Activity => Each line in the records below that has the word "picture" should be copied.

Referring expression data
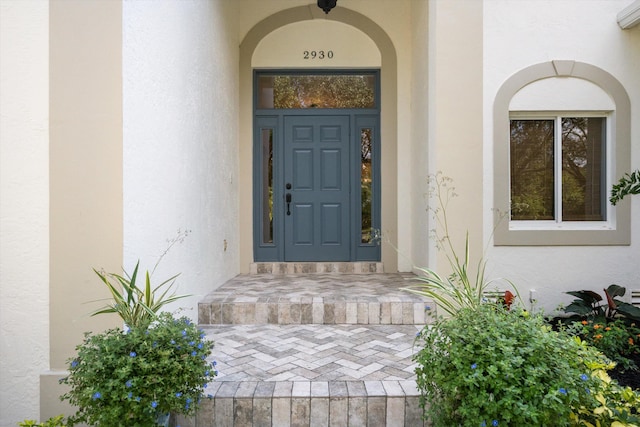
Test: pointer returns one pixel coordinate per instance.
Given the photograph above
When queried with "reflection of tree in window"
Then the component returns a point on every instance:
(581, 168)
(365, 183)
(533, 173)
(532, 193)
(317, 91)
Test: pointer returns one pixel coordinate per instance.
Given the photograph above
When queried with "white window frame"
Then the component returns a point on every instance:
(558, 223)
(617, 228)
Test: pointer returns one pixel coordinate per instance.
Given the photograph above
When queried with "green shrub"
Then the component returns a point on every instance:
(133, 377)
(57, 421)
(616, 406)
(618, 339)
(488, 366)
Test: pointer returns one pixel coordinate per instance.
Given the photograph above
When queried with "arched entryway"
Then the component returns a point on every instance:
(387, 122)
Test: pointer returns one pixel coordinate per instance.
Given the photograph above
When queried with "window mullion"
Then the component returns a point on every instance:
(557, 147)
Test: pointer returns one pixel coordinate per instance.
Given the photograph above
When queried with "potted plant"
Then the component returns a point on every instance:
(157, 365)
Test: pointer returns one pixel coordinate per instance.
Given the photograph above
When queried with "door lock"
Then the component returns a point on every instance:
(287, 198)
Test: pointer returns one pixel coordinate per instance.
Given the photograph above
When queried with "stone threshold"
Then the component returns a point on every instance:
(315, 267)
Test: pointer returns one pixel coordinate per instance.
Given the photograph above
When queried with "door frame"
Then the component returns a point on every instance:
(272, 122)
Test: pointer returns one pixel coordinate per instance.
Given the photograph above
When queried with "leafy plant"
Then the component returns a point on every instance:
(591, 305)
(617, 339)
(464, 287)
(616, 406)
(132, 377)
(491, 366)
(57, 421)
(136, 306)
(627, 185)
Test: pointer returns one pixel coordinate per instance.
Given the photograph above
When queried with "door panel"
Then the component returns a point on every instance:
(316, 164)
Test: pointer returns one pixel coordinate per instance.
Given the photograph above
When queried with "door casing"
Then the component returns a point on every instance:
(273, 121)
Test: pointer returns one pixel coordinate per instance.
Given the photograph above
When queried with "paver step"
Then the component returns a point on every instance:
(317, 298)
(310, 403)
(319, 349)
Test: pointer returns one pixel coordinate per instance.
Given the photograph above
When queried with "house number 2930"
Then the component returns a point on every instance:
(317, 54)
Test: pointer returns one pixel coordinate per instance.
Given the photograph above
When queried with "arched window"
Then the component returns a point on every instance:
(562, 136)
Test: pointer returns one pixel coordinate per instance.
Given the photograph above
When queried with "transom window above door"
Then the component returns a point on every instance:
(300, 90)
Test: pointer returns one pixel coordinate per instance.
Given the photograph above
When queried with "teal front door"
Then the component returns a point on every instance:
(316, 188)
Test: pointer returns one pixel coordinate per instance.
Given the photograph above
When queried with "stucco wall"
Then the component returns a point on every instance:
(560, 30)
(420, 132)
(180, 68)
(24, 210)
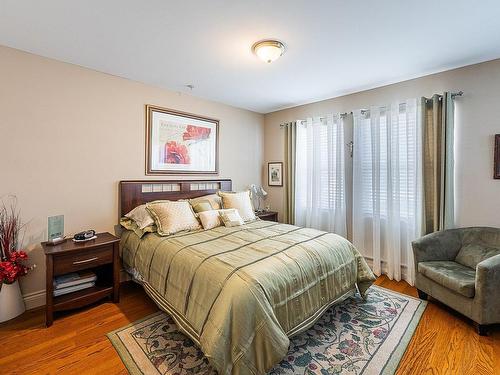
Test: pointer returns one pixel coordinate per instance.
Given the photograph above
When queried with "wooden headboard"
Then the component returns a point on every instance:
(135, 193)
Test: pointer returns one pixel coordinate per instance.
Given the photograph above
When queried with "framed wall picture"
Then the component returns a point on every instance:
(180, 143)
(496, 168)
(275, 174)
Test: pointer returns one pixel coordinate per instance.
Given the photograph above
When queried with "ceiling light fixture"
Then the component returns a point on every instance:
(268, 50)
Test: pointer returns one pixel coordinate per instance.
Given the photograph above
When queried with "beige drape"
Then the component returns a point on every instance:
(290, 152)
(438, 162)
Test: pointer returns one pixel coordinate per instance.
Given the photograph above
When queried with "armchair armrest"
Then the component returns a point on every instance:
(487, 285)
(443, 245)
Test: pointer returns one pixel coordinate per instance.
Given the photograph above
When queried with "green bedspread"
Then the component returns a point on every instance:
(240, 292)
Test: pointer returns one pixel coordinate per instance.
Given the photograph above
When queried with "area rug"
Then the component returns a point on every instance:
(355, 337)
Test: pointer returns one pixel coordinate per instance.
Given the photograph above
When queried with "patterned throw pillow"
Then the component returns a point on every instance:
(172, 217)
(130, 224)
(200, 204)
(210, 219)
(141, 216)
(240, 201)
(231, 217)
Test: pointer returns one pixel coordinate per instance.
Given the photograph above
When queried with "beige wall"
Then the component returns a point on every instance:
(477, 193)
(69, 134)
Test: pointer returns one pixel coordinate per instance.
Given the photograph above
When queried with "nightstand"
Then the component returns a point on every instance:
(267, 215)
(100, 255)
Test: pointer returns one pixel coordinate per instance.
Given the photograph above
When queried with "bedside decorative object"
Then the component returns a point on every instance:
(275, 174)
(12, 261)
(267, 215)
(180, 143)
(99, 257)
(55, 230)
(257, 192)
(496, 171)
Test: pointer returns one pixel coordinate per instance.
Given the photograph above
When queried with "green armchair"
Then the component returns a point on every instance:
(461, 268)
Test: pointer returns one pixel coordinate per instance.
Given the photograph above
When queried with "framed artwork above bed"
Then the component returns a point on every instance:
(180, 143)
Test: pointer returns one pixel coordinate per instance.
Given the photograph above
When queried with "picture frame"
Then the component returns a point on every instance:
(496, 166)
(180, 142)
(275, 173)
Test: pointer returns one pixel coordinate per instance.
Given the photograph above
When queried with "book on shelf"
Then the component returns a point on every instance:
(74, 278)
(74, 288)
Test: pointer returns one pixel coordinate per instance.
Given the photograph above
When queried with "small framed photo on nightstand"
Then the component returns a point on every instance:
(275, 174)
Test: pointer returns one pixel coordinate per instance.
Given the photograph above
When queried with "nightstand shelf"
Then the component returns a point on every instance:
(101, 256)
(81, 298)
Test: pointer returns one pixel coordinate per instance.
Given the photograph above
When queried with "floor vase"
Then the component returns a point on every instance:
(11, 301)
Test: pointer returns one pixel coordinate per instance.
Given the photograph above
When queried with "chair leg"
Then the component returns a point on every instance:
(422, 295)
(482, 329)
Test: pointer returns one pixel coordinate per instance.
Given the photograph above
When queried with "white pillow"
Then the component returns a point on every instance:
(231, 217)
(172, 216)
(210, 219)
(240, 201)
(141, 216)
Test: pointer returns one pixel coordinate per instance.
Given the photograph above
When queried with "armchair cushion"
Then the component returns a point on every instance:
(472, 254)
(452, 275)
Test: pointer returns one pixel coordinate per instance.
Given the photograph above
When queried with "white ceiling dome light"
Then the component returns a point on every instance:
(268, 50)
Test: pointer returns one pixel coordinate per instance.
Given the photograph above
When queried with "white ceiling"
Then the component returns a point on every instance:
(333, 47)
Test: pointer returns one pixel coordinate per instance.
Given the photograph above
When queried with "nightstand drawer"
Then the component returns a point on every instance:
(83, 260)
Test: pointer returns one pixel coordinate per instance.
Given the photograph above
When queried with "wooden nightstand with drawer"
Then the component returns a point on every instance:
(100, 256)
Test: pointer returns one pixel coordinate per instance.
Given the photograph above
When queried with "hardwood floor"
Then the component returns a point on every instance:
(444, 343)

Solution for this exercise =>
When queried with "framed wall picture"
When queried with "picture frame"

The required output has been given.